━━━━━ EXCERPTED PASSAGE

Congress recently enacted a law which is a very great aid in the buying of foodstuffs in package form. This law is an amendment to the pure-food act, and is popularly known as the "net-weight amendment." In brief, it requires that foodstuffs in package form must bear a statement showing the net amount of commodity actually contained in the package. Up to this time, in purchasing food commodities in the original package, the housewife has usually been limited to comparisons of quality and apparent price, which is of course the price per package. In comparing two brands of a food in packages of equal size these comparisons were trustworthy. When there was a difference in the size of package, however, economy in buying could not be obtained from a knowledge of these two factors alone. (See Fig. 8.) There might be a large difference in price per unit of quantity which would outweigh an apparent difference in price per package, or slight difference in the quality; but with the quantity labeled upon each package the purchaser has all essential facts at hand to compare unit prices.

━━━━━━━━━━
━━━━━ SUPPLIED DATA

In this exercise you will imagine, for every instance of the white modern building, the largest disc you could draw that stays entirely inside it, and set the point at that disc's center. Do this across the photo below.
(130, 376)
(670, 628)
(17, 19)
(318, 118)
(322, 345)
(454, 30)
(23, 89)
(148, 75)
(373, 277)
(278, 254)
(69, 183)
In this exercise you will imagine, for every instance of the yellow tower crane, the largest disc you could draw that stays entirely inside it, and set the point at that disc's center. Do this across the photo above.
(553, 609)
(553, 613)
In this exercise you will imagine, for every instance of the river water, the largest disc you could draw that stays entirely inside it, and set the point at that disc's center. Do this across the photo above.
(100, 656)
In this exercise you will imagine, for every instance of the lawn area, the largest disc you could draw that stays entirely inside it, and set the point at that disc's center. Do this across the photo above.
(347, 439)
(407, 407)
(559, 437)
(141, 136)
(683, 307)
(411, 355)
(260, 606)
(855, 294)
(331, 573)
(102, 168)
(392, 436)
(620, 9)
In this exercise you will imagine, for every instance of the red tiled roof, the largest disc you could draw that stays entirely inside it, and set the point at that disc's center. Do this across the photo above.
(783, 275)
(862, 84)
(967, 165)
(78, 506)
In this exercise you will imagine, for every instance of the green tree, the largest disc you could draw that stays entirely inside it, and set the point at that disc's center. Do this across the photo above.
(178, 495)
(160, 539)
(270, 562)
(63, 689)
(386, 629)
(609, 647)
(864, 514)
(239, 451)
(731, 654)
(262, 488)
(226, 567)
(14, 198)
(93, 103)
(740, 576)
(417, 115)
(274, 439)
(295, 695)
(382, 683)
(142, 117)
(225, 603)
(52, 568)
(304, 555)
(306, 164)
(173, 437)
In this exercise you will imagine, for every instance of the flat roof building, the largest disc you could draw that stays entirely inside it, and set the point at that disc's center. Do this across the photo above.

━━━━━━━━━━

- WHAT YOU NEED TO DO: Continue the passage on the net-weight amendment for packaged foods, starting after its final sentence.

- RESPONSE TO THIS EXERCISE:
Thus, we may compare two brands of package goods. Two packages of raisins sell for 10 cents and 12 cents per package, respectively. The purchaser might consider that the 12-cent brand was worth 2 cents (or 20 per cent) more than the 10-cent brand, but upon examination of the labels, however, if it appeared that the former contained 16 ounces and the latter only 12 ounces, he might conclude that the difference in price outweighed the advantages conceded for the higher priced package.